-------- Selected excerpt --------

There were five of us brothers in my family and my folks raised us on city employee salaries, the Board of Education specifically.  I am still stupefied as to how they pulled it off, raising us as well-fed, educated, intellectually inquisitive, more or less happy young people.  My mom is a veteran bargain hunter, as well as a devout Catholic.  We’re not getting back to Rome any time soon, but, much to my chagrin, the mega-store is quickly proving to be her other pilgrimage.  Had we grown up in the Pocono’s instead of Brooklyn I don’t doubt that we would have been Wal-Mart babies. The New York native in me recoils at this thought of course, but how else to provide for a large family on a modest salary? 

Strange then that something “good” is something “bad”.  Can we have it both ways?  Can we have the convenience of a vast, modern economy and still preserve a daily life that hasn’t had the originality, autonomy and authenticity marketed out of existence?  Can we provide affordable goods without wreaking havoc on other sectors of our lives and other parts of the globe?  I hope the answer is yes.

-------- Stored data --------

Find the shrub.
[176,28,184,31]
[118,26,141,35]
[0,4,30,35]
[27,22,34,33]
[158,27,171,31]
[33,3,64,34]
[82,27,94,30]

--------

## Tasks and exercises
1. Transcribe the passage on Wal-Mart and family budgets, starting at "Strange then that" and ending at "answer is yes.".
2. Pick up the passage on Wal-Mart and family budgets after its final sentence and keep writing.

## Outputs in order
1.
Strange then that something “good” is something “bad”.  Can we have it both ways?  Can we have the convenience of a vast, modern economy and still preserve a daily life that hasn’t had the originality, autonomy and authenticity marketed out of existence?  Can we provide affordable goods without wreaking havoc on other sectors of our lives and other parts of the globe?  I hope the answer is yes.

2.
Saint Peter’s Basilica is a triumph of human creativity.  No matter what it represents, it is still among the most beautiful and transporting things created by mankind.  Wal-Mart, while no beauty, is also a triumph in its own right, a product of the most advanced part of our global economy and technology.  Neither is perfect of course, and both in many ways are still works in progress.  The world is full of triumphs - complicated, imperfect, ever improving triumphs.  Whitman said that America is a poem constantly rewriting itself.  The bright spot of hope in that thought is that we are all the poets of that great work, so the responsibility for change lies in ourselves, and who better to do it?  Whitman also said,  “Do I contradict myself, very well then I contradict myself.  I am large, I contain multitudes.”  I think we have to embrace these types of contradictions if we are truly going to make changes in the world.

This is no apologia for the monster retailer.  Rather it is a call if not to arms then to consciousness.  If you really want to change the world, to make it better, you’d better be prepared to have an open mind, to accept some very surprising facts, and to face opinions and attitudes that you might not have expected to have.  That’s half the battle, recognizing it is ourselves who hold the power, especially in a consumer society.  Yes, our choices have been limited and often we seem to be exempted entirely from the grand marketing and development schemes of the biggest players.  But the bottom line is we still control our pocketbooks.  Gandhi famously said, “You must be the change that you wish to see in the world.”   What is the Wal-Mart you wish to see in the world?  You need only lift your voice to make it happen.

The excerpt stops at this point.